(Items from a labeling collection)
--- --- ---

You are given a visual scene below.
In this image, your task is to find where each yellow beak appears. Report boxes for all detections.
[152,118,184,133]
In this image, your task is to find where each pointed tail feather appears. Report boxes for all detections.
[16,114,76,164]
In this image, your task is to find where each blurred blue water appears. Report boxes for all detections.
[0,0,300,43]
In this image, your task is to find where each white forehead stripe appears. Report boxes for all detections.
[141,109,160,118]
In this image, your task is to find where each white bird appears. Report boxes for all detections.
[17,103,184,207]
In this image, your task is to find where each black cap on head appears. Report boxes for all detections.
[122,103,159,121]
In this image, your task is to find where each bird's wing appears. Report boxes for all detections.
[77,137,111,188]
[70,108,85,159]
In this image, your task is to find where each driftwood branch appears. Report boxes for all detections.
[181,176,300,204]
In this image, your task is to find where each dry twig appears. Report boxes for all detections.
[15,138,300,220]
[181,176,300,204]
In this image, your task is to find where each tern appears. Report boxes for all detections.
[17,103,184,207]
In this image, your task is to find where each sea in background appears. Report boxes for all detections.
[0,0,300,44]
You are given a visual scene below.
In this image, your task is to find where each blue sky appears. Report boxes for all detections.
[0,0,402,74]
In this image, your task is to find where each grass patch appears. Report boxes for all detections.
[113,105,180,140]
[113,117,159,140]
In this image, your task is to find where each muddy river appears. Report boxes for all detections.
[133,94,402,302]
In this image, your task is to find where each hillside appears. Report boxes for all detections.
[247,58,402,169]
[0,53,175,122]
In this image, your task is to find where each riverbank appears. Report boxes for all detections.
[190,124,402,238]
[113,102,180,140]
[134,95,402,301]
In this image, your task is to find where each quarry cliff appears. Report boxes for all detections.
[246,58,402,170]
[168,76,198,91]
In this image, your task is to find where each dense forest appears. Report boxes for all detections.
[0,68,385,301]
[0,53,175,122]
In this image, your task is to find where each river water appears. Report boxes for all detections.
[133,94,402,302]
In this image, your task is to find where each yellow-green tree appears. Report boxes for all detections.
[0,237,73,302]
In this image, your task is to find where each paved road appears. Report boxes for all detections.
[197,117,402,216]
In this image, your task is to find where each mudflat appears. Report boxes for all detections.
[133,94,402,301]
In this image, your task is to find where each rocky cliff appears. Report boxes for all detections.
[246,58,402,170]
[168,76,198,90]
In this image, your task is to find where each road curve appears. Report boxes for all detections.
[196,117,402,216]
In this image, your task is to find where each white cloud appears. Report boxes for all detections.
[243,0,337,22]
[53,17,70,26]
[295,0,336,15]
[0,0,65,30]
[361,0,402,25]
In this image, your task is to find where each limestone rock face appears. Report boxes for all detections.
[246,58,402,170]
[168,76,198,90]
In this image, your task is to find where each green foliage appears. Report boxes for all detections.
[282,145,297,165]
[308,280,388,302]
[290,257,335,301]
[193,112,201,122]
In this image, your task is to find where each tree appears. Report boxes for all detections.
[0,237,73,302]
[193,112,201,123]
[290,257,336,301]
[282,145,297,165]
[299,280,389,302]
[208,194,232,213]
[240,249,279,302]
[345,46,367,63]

--- --- ---

◆ **WRITTEN REQUEST**:
Swap "green foliage" for "leafy vegetation" in the entries from the line containing "In this image, your task is to find where each limestone" through the end of the entries, and change nothing else.

◆ **SOLUTION FOR THIS TASK**:
In this image, your task is to find where each limestone rock face appears. Report boxes for all detections.
[246,58,402,170]
[168,76,198,90]
In this image, your task is to find where each leafy vegetation appears. Report boxes for all detections.
[282,145,297,165]
[308,280,388,302]
[290,257,335,301]
[193,112,201,122]
In this image, your task is to find where each tree appears. Report boxes for all detections.
[0,237,73,302]
[193,112,201,123]
[290,257,336,301]
[282,145,297,165]
[299,280,389,302]
[208,194,232,213]
[240,249,279,302]
[345,46,367,63]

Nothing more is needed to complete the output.